- Required work: Turn the lines below into a numbered list, omitting any blank lines and leaving out the pictures.
* start *
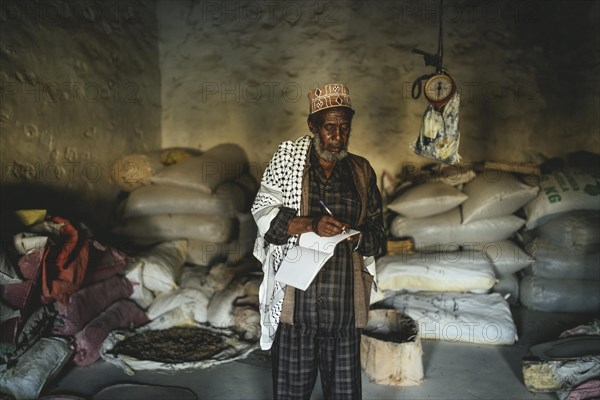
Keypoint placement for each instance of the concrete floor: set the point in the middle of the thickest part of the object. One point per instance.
(452, 370)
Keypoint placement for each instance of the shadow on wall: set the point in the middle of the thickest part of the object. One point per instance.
(74, 206)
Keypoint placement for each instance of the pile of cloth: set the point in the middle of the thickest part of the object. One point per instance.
(62, 292)
(223, 294)
(569, 365)
(203, 197)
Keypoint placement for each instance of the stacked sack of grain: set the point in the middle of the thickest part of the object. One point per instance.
(463, 251)
(479, 220)
(563, 234)
(204, 199)
(224, 295)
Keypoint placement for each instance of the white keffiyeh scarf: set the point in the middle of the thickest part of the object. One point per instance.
(281, 185)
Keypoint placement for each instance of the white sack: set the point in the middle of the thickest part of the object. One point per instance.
(508, 287)
(160, 228)
(195, 300)
(427, 199)
(562, 191)
(453, 272)
(459, 317)
(446, 229)
(163, 265)
(194, 277)
(493, 194)
(156, 199)
(141, 295)
(452, 174)
(506, 256)
(559, 295)
(204, 173)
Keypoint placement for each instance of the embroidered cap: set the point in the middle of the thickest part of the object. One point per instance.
(328, 96)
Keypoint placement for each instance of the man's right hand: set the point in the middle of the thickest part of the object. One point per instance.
(329, 226)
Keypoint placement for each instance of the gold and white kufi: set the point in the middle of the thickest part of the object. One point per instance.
(329, 96)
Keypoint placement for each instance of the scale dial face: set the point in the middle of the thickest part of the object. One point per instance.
(439, 88)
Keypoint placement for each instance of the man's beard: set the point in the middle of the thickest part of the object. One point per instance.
* end *
- Result for this exercise:
1. Keypoint placement for each instance of the concrete floor: set the point in the middle of the thickest part of the object. One point per instance.
2. (452, 370)
3. Keypoint placement for each instance of the shadow on wall: set the point in the middle of the thickest part of the object. One point per instance.
4. (74, 206)
5. Keypoint placement for each instance of the pile of cloth: set the point in the middle of the thickest part of the object. One point per instance.
6. (62, 292)
7. (223, 294)
8. (569, 365)
9. (203, 197)
10. Keypoint placement for each instance of the stacked sack of grain: set the point in the middle of the thickest part of the object. One point per instance.
11. (463, 251)
12. (479, 220)
13. (563, 234)
14. (204, 199)
15. (224, 295)
16. Keypoint placement for each instance of the white keffiyeh scarf: set the point in the middle of the thickest part of the object. One point per instance.
17. (281, 185)
18. Keypoint placement for each instance of the white sack: set the point in the middle of the thickest part of the object. One point per instance.
19. (508, 287)
20. (160, 228)
21. (195, 300)
22. (427, 199)
23. (562, 191)
24. (453, 272)
25. (459, 317)
26. (446, 229)
27. (163, 265)
28. (194, 277)
29. (493, 194)
30. (156, 199)
31. (141, 295)
32. (452, 174)
33. (506, 256)
34. (559, 295)
35. (204, 173)
36. Keypoint placement for each instance of the embroidered cap: set the point in the middle of the thickest part of the object. One point per instance.
37. (328, 96)
38. Keypoint placement for each instance of the man's right hand: set the point in the middle of the thickest part of the object. One point per instance.
39. (329, 226)
40. Keypoint placement for each instance of the gold and white kufi: set the point in the middle of the thickest part of the object. One point per instance.
41. (329, 96)
42. Keypoint placement for each instance of the scale dial face: set the point in the middle of the thickest part of the object. One point per instance.
43. (439, 88)
44. Keypoint placement for each instance of the man's beard: set the point in the middle of the thickest part of the object. One point per instance.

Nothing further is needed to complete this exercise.